(Coordinate annotation entries)
>>>>

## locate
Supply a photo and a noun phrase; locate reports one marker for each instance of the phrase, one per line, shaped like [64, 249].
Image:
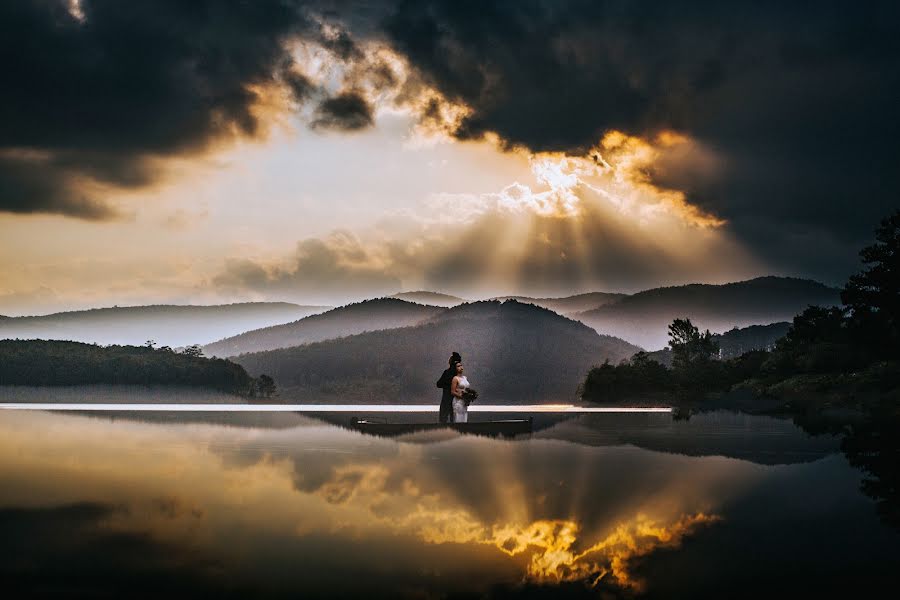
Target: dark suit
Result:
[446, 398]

<<<<
>>>>

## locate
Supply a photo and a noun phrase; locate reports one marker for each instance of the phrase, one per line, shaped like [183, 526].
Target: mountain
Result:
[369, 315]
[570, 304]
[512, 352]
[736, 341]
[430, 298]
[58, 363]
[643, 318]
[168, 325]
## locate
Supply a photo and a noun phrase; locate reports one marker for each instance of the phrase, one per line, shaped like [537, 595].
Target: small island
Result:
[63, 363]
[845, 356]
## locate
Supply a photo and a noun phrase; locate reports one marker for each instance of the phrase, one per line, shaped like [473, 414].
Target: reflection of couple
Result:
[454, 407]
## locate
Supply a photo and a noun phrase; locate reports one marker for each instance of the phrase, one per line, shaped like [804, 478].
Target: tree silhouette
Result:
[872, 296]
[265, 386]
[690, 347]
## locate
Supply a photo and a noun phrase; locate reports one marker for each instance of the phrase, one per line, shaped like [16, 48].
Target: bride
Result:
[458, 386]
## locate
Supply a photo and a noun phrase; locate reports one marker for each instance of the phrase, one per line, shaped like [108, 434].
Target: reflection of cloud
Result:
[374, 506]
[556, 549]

<<<<

Find each line that contains the string "Target" and copy those lines.

Target: dark suit
Target: mountain
Target: small island
Target: reflection of couple
Target: tree silhouette
Target: bride
Target: reflection of cloud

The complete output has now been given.